(EXTRACTED DATA)
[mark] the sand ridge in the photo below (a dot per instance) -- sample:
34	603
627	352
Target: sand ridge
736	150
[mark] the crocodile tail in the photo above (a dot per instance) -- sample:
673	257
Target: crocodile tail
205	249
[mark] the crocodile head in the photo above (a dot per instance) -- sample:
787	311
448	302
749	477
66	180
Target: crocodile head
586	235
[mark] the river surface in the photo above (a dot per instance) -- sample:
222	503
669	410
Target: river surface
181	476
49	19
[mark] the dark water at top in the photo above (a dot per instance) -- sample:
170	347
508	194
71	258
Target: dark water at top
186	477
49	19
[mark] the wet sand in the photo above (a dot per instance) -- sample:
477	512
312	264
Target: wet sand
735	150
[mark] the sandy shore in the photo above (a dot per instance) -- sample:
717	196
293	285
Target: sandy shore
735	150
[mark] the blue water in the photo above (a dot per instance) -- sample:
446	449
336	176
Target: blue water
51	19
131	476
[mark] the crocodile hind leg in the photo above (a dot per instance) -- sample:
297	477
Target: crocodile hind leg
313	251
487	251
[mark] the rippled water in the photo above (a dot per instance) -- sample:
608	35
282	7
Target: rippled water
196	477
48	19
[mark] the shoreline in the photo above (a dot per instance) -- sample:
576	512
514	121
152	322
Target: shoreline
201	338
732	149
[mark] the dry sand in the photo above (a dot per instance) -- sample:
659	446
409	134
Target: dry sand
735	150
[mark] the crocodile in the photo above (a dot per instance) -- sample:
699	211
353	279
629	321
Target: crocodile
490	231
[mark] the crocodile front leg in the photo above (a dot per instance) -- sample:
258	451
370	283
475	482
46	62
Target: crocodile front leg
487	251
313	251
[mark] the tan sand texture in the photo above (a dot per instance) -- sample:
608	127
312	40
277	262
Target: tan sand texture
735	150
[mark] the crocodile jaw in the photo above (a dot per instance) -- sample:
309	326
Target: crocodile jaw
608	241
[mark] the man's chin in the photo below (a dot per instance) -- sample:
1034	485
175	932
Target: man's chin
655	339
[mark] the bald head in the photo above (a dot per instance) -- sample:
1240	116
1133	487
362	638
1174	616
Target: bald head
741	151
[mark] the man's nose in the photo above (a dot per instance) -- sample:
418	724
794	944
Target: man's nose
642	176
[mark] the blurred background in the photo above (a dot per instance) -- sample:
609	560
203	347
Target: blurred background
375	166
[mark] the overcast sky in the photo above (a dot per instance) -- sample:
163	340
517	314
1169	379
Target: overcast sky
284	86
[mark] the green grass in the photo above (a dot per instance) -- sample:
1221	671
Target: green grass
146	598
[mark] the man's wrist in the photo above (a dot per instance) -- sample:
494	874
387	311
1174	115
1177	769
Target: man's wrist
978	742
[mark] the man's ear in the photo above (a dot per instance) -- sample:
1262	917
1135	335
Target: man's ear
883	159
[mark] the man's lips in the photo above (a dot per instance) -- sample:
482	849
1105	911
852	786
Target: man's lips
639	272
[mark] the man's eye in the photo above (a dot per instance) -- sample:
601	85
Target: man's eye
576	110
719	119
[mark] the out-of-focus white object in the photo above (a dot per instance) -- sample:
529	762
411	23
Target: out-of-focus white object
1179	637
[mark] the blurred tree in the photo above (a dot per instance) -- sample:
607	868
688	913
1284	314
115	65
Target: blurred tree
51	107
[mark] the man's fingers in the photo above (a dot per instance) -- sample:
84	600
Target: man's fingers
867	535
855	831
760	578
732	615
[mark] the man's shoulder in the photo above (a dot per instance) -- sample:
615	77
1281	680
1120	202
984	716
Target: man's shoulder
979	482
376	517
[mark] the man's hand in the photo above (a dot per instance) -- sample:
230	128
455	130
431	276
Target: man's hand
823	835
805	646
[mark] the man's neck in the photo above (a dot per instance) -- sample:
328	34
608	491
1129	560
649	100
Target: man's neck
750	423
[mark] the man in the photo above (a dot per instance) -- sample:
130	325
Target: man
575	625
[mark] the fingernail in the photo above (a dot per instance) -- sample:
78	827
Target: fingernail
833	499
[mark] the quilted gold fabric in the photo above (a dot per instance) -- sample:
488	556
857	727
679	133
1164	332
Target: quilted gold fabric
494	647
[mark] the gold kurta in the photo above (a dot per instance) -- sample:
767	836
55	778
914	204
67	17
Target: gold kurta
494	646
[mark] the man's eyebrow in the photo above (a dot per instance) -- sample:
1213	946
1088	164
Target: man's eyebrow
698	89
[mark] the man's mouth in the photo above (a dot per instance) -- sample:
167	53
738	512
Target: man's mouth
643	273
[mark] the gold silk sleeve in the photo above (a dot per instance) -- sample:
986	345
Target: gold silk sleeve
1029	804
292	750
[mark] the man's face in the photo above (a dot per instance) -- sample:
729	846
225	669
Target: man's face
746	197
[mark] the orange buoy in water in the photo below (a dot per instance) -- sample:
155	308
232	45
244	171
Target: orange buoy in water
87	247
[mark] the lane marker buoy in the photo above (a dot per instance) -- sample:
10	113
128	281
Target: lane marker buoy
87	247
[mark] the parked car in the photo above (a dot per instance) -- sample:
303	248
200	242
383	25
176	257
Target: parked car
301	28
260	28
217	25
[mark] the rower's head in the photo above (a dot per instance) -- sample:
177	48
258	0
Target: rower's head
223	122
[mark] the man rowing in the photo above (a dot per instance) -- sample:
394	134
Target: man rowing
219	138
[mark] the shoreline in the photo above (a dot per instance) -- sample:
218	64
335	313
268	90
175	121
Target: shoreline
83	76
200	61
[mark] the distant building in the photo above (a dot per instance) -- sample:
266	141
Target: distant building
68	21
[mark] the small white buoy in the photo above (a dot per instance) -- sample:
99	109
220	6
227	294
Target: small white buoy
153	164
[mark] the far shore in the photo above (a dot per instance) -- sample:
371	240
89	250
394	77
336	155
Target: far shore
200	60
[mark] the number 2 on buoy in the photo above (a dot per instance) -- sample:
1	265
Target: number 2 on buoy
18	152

(TASK DESCRIPTION) Retype every entry word for word.

(SOLUTION FOR THIS PROBLEM)
[mark] the sand ridge in the photo below (a dot per instance) -- sample:
34	603
627	352
Target: sand ridge
736	150
[mark] the crocodile tail in the photo above (a dot per instance) -- sample:
673	257
Target: crocodile tail
205	249
[mark] the crocodile head in the photo above (a dot per instance) -- sample:
787	311
448	302
749	477
66	180
Target: crocodile head
586	235
[mark] the river surface in the photo above (a dot per instance) -- sample:
222	503
669	410
Target: river surface
181	476
49	19
[mark] the dark water at top in the photo above (a dot per instance) -- sample:
170	347
508	194
71	258
Target: dark water at top
186	477
49	19
[mark] the wet sand in the photo above (a dot per instance) -- sample:
477	512
312	264
Target: wet sand
735	150
[mark] the sandy shore in the photo above (a dot per instance) -- sample:
717	196
293	285
Target: sandy shore
735	150
[mark] the blue water in the photo above (a dot per instance) -- sample:
446	449
336	176
Target: blue water
51	19
131	476
[mark] the crocodile hind leg in the photo above (a dot per instance) -- sample:
297	477
Target: crocodile hind leg
313	251
487	251
[mark] the rippled water in the photo above (a dot per instance) -- sample:
608	35
282	7
Target: rippled water
196	477
48	19
[mark] the shoreline in the photo above (a dot per instance) -- sample:
576	512
514	121
152	322
Target: shoreline
201	338
732	149
[mark] the dry sand in the photo above (a dot per instance) -- sample:
659	446
409	134
Target: dry sand
735	150
[mark] the crocodile in the photo above (a dot per instance) -- sample:
699	211
353	279
629	321
Target: crocodile
490	231
[mark] the crocodile front leg in the photo above (a dot per instance) -- sample:
258	451
370	283
475	482
46	62
Target: crocodile front leg
487	251
313	251
[mark] the tan sand texture in the photo above (a dot per instance) -- sample:
608	127
312	40
277	262
Target: tan sand texture
735	150
[mark] the crocodile jaw in the photo above (a dot per instance) -- sample:
309	326
Target: crocodile jaw
608	241
[mark] the man's chin in the photo below (a dot per instance) -- sample:
1034	485
175	932
Target: man's chin
655	339
[mark] the bald head in the photo above (a dot per instance) -- sample:
1240	116
1133	487
362	638
1174	616
Target: bald head
741	151
[mark] the man's nose in the photo above (a dot per instance) -- sample:
418	724
794	944
Target: man's nose
642	176
[mark] the blurred background in the photo above (a dot per instance) -- sample:
609	560
203	347
Target: blurred background
375	166
[mark] the overcast sky in the photo above (a dot per instance) -- sample:
163	340
517	314
1169	379
Target: overcast sky
284	86
[mark] the green grass in the photo above (a dot per instance) -- sample:
1221	671
Target: green grass
146	598
[mark] the man's wrist in the photo above (a dot per instance) -- sample:
494	874
387	311
1174	115
1177	769
Target: man's wrist
978	742
[mark] the man's ear in the photo above (a dot per instance) -- sample:
1262	917
1135	335
Target: man's ear
883	159
[mark] the man's lips in the photo above (a dot per instance) -- sample:
482	849
1105	911
852	786
Target: man's lips
639	272
[mark] the man's eye in the photo above (a dot per instance) -- sample:
601	85
Target: man's eye
576	110
719	119
[mark] the out-of-focus white object in the photo above (a dot per instance) -- sample:
529	762
411	23
Target: out-of-focus white object
1179	637
[mark] the blurred tree in the photo above (a dot per instance) -- sample:
607	868
688	913
1284	314
115	65
Target: blurred tree
51	107
[mark] the man's fingers in the photo above (a dot per instance) -- sample:
84	600
Target: man's fingers
867	535
855	831
760	578
732	615
[mark] the man's shoulder in the photo above (a dot per instance) -- sample:
615	77
1281	680
1120	202
984	716
Target: man's shoulder
979	482
376	517
[mark] the man's hand in the photo above (a dot per instance) -- sample:
230	128
455	130
431	276
Target: man's hand
823	835
805	646
[mark] the man's neck in the photo above (a dot per instance) -- sample:
328	34
608	491
1129	560
649	100
Target: man's neck
750	423
[mark] the man in the photo above (a dot per instance) -- sample:
130	325
Target: man
575	625
[mark] the fingernail in the photo above (a dot per instance) -- sample:
78	827
Target: fingernail
833	499
[mark] the quilted gold fabric in the photo above (a dot per instance) -- sample:
488	556
857	727
679	133
1164	332
Target: quilted gold fabric
494	647
[mark] the gold kurta in the photo above (a dot per instance) -- sample:
767	836
55	778
914	204
67	17
Target: gold kurta
494	646
[mark] the man's eyebrow in the photo above (a dot per instance) -- sample:
1213	946
1088	164
Target: man's eyebrow
698	89
[mark] the man's mouth in the photo above (a dot per instance) -- sample:
167	53
738	512
Target: man's mouth
643	273
[mark] the gold silk sleeve in the photo above (a dot per instance) -- sample:
986	345
Target: gold silk sleeve
1029	804
292	750
[mark] the man's face in the photo above (a dot per instance) -- sample:
729	846
225	669
Target: man's face
746	197
[mark] the orange buoy in water in the photo below (a dot per instance) -- sample:
155	308
232	45
244	171
Target: orange buoy in water
87	247
[mark] the lane marker buoy in the photo above (a dot per instance) -- sample:
10	113
128	281
Target: lane marker buoy
87	247
[mark] the parked car in the photo above (a dot per instance) -- sample:
303	248
200	242
383	25
176	257
Target: parked car
301	28
260	28
217	25
[mark] the rower's head in the photo above (a dot per instance) -- sample:
177	48
258	0
Target: rower's head
223	122
[mark] the man rowing in the photo above (a dot per instance) -- sample:
394	134
Target: man rowing
219	138
[mark] the shoreline in the photo above (a dot per instance) -- sample:
218	64
335	313
268	90
175	121
Target: shoreline
83	76
200	61
[mark] the distant building in the photo above (a dot per instance) -- sample:
266	141
Target: distant building
68	21
[mark] the small white buoy in the photo above (a dot per instance) -- sample:
99	109
220	6
227	294
Target: small white buoy
153	164
[mark] the far shore in the photo above (a dot per instance) -- sample:
371	240
89	250
394	77
336	155
Target: far shore
200	60
[mark] the number 2 on buoy in the photo above (a dot per instance) -- sample:
1	265
Target: number 2 on buoy
18	152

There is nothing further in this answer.